_What to produce_
Convert the data, beginning at its start and stopping after the line that contains "(704, 1113)", into a two-column CSV with the headers input_text and answer, one row for each text-and-answer pair. Put each field in double quotes and replace line breaks with spaces.

Location annotation dataset excerpts:

──────

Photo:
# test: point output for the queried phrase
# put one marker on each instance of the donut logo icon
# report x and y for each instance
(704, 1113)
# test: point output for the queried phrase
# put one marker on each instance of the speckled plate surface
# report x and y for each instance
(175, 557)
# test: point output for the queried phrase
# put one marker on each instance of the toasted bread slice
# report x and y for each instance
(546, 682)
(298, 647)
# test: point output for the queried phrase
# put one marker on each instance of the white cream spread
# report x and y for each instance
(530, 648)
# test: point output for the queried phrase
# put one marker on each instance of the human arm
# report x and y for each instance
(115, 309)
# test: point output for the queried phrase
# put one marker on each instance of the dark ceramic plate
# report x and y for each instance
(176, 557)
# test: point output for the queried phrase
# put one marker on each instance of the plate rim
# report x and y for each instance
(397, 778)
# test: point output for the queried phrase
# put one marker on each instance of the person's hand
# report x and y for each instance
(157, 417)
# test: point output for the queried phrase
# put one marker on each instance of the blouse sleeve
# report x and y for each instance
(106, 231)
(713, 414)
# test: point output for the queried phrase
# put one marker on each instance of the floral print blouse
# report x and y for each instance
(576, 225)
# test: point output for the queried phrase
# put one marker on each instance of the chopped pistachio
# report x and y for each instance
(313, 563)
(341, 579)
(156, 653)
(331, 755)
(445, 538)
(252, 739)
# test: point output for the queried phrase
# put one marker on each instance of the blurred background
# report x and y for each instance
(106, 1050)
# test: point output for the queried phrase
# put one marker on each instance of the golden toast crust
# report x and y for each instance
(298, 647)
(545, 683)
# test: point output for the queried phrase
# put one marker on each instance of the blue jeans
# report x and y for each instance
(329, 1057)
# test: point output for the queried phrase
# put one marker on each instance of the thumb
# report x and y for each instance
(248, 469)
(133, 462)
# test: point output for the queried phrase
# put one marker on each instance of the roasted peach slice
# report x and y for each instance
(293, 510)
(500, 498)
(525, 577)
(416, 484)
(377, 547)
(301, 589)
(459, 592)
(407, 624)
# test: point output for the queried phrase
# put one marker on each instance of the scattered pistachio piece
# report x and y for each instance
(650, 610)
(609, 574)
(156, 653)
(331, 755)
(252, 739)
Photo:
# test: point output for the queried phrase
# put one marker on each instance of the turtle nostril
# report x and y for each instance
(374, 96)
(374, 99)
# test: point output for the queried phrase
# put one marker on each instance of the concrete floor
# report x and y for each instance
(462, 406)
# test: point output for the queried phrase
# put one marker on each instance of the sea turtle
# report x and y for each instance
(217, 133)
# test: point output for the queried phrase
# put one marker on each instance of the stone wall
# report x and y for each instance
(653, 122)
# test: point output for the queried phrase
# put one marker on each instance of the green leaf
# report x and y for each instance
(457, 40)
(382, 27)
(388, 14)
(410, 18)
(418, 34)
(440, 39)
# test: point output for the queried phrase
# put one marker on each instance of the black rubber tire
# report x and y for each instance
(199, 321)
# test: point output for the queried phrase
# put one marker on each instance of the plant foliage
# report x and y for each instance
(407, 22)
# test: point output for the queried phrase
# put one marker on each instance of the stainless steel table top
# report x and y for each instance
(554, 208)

──────

_Solution to this task_
input_text,answer
"Photo: # test: point output for the queried phrase # put one marker on each instance of the donut logo icon # report x and y for each instance","(704, 1113)"